Selected passage
======

# HVAC BOOKS



## GVPATEL (Jul 29, 2009)

FOR PE MECHANICAL EXAM-

WHICH BOOK HAVE MORE HVAC PROBLEM AND THEIR CALCULATIONS IN DETAILS - SO I CAN ORDER THAT BOOK?

PLEASE NAME SOME GOOD BOOKS.

THANKS


----------



## MikeR (Jul 29, 2009)

GVPATEL said:


> FOR PE MECHANICAL EXAM-
> WHICH BOOK HAVE MORE HVAC PROBLEM AND THEIR CALCULATIONS IN DETAILS - SO I CAN ORDER THAT BOOK?
> 
> PLEASE NAME SOME GOOD BOOKS.
> ...


Check your messeges!


----------



## JoeysVee (Jul 30, 2009)

I'm not sure I understand your post. What is the question again?


----------



## HVACstevie (Aug 13, 2009)

GVPATEL said:


> FOR PE MECHANICAL EXAM-
> WHICH BOOK HAVE MORE HVAC PROBLEM AND THEIR CALCULATIONS IN DETAILS - SO I CAN ORDER THAT BOOK?
> 
> PLEASE NAME SOME GOOD BOOKS.
> ...


The MERM. IMO most of the HVAC material I have didn't help much with the HVAC depth. the exam is more about the concepts found in the MERM, not applications found in HVAC texts. The few application type questions you should know off the top of your head.


----------

======

Stored rows
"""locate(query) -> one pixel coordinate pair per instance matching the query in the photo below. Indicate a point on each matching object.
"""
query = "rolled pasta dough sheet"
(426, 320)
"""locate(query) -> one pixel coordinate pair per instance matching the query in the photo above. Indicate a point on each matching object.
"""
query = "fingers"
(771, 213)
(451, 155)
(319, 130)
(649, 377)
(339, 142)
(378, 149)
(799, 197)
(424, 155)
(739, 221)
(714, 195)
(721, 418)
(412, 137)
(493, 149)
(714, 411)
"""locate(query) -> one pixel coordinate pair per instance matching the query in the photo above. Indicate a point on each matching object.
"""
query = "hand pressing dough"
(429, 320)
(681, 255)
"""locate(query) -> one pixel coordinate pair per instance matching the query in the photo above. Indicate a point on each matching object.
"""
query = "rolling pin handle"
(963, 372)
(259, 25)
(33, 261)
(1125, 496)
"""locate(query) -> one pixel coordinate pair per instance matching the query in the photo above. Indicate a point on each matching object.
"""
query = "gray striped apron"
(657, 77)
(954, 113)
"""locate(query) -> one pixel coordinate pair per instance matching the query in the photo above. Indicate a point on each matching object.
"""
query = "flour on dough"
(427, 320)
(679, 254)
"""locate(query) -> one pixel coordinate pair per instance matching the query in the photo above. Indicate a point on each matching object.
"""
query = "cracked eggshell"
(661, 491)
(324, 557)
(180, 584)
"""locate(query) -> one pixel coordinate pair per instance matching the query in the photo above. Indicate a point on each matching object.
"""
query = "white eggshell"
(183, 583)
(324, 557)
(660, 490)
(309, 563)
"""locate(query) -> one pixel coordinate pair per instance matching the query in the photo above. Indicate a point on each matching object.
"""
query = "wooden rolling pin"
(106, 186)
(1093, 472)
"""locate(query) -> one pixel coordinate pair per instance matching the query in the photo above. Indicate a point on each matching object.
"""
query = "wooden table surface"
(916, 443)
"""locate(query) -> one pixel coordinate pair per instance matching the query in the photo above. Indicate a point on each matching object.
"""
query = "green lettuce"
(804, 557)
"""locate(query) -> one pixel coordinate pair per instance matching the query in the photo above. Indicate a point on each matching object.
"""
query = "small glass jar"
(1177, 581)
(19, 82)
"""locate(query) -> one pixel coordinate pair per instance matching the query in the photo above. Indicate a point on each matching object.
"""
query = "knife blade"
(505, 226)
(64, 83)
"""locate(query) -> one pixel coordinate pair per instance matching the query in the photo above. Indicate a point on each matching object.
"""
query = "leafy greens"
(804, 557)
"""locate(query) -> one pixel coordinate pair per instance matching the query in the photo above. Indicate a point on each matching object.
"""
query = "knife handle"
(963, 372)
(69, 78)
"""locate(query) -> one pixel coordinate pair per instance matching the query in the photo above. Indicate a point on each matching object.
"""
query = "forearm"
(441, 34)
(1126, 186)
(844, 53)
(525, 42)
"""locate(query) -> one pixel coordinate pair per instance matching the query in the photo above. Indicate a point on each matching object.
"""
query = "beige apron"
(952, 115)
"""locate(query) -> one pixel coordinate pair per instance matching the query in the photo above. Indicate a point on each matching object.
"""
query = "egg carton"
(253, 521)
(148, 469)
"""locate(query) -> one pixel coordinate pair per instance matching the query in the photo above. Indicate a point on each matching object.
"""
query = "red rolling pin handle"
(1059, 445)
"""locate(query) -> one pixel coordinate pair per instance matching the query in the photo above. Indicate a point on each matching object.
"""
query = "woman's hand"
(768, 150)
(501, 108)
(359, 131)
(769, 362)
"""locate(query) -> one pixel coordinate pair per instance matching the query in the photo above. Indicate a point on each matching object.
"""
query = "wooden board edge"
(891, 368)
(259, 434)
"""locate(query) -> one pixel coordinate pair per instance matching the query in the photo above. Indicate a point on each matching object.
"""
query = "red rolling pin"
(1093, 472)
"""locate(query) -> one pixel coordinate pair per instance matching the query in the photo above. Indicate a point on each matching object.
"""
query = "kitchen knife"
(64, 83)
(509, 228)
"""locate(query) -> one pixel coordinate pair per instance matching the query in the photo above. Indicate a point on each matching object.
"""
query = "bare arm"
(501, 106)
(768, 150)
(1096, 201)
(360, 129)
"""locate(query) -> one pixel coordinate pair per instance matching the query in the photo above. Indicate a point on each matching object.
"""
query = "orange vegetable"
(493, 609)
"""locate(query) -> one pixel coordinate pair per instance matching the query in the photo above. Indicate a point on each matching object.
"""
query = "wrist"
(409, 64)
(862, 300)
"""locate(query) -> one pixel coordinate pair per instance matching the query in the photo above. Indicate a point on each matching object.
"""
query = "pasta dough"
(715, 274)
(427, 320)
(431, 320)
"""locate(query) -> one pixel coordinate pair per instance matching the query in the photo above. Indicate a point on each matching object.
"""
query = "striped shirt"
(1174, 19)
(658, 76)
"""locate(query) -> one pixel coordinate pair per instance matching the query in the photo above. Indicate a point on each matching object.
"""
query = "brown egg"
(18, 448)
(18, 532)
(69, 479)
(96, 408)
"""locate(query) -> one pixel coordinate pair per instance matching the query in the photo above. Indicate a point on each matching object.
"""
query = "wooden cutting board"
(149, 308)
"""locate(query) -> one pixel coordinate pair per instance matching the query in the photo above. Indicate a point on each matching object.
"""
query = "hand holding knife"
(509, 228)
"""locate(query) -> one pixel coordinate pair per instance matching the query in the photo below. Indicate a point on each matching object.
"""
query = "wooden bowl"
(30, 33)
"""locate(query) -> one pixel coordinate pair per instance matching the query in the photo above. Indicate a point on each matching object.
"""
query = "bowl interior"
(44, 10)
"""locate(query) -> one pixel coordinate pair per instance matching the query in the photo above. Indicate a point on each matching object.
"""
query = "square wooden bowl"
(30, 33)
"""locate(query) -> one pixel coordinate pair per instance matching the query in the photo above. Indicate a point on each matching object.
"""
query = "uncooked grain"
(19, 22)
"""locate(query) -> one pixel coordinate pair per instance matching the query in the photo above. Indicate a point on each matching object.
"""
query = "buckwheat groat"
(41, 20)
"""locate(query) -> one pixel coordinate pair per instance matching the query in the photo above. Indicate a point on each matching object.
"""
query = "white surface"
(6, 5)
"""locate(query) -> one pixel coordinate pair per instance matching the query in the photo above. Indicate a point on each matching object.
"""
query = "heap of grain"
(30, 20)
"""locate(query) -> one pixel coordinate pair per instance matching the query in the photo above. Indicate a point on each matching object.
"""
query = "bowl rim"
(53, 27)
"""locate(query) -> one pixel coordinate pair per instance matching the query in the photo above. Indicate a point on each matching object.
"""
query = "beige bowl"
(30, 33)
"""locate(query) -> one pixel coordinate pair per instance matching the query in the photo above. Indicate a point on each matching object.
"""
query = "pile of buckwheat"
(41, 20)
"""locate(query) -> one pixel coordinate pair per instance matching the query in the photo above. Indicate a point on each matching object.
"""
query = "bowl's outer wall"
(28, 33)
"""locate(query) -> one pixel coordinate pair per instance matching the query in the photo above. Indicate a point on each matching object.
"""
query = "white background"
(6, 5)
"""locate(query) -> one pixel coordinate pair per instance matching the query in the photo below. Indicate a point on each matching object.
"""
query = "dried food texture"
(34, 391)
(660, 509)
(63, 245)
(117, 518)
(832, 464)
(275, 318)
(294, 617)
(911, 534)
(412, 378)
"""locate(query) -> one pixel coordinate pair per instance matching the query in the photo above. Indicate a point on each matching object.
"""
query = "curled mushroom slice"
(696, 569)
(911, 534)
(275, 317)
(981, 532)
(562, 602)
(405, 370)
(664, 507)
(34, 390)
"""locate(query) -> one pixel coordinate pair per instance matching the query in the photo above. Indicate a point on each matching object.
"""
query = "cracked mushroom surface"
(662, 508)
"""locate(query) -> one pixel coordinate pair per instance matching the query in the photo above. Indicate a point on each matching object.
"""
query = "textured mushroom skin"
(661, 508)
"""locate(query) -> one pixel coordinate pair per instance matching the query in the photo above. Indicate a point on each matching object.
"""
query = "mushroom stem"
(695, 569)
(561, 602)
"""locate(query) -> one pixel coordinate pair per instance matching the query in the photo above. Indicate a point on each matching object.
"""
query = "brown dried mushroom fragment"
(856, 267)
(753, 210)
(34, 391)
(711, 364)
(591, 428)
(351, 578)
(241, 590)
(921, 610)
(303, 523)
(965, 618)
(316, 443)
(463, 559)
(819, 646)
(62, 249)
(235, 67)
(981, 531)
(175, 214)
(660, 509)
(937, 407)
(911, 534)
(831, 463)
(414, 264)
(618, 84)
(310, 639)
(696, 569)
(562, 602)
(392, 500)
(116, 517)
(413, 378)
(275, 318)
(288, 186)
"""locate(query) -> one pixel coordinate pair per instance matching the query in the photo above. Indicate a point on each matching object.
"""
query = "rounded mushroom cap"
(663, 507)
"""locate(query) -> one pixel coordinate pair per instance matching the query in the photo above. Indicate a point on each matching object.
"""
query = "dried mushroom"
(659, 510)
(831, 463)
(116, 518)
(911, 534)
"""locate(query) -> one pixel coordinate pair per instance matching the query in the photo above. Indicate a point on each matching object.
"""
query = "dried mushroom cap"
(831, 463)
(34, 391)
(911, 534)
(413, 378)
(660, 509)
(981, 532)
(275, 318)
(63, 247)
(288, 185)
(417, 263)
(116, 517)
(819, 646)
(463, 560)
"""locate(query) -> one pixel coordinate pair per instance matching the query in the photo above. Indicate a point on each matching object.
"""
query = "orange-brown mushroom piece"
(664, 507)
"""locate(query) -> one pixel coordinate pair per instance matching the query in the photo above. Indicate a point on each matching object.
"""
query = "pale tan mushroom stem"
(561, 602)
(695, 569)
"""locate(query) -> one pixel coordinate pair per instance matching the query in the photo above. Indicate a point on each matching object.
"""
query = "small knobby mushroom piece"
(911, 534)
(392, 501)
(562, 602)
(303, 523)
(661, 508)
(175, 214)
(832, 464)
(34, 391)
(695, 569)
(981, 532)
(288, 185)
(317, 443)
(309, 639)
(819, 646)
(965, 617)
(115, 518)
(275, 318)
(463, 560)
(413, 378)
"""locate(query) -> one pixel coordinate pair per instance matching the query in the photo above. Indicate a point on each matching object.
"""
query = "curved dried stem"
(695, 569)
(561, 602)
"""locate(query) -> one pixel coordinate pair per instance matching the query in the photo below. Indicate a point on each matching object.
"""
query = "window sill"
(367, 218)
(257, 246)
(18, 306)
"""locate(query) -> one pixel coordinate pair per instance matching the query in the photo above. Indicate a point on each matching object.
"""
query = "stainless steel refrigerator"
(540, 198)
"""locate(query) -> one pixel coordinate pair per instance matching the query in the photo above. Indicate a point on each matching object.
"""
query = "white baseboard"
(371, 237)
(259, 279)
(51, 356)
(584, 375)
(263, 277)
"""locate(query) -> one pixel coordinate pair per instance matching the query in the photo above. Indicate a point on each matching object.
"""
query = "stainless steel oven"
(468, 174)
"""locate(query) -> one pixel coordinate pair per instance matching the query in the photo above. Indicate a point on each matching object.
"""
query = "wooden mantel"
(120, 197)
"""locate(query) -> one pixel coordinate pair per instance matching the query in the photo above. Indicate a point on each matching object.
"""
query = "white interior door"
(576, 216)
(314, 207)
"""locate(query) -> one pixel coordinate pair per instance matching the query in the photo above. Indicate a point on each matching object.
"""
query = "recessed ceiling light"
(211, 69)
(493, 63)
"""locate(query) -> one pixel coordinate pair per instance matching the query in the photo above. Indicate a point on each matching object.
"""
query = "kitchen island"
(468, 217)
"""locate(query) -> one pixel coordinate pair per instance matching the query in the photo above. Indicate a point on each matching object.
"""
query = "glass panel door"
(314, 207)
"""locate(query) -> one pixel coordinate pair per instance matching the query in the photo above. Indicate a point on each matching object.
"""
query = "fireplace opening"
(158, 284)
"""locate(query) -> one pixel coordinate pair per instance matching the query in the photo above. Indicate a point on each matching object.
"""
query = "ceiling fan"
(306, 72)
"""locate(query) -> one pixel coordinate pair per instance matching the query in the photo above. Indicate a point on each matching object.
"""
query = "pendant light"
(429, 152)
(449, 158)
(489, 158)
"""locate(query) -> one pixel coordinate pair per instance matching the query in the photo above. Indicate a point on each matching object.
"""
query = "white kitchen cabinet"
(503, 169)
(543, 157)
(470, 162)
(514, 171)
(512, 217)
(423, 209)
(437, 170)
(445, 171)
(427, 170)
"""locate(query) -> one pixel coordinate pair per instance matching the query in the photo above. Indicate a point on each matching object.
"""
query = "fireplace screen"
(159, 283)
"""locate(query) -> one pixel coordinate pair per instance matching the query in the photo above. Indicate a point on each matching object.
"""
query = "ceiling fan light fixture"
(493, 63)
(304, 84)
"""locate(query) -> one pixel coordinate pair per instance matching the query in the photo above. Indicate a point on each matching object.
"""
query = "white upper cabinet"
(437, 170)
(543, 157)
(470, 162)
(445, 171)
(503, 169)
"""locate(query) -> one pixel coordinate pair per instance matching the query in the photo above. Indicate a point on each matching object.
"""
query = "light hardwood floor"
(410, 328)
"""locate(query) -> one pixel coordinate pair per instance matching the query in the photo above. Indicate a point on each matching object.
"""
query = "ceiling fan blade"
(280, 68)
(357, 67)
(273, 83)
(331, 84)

======

Exercise
Answer these three questions about the HVAC books thread:
1. Which exam is GVPATEL preparing for?
2. What book does HVACstevie recommend?
3. According to HVACstevie, what is the exam more about?

Response for this exercise
1. The PE Mechanical exam.
2. The MERM.
3. The concepts found in the MERM, not applications found in HVAC texts.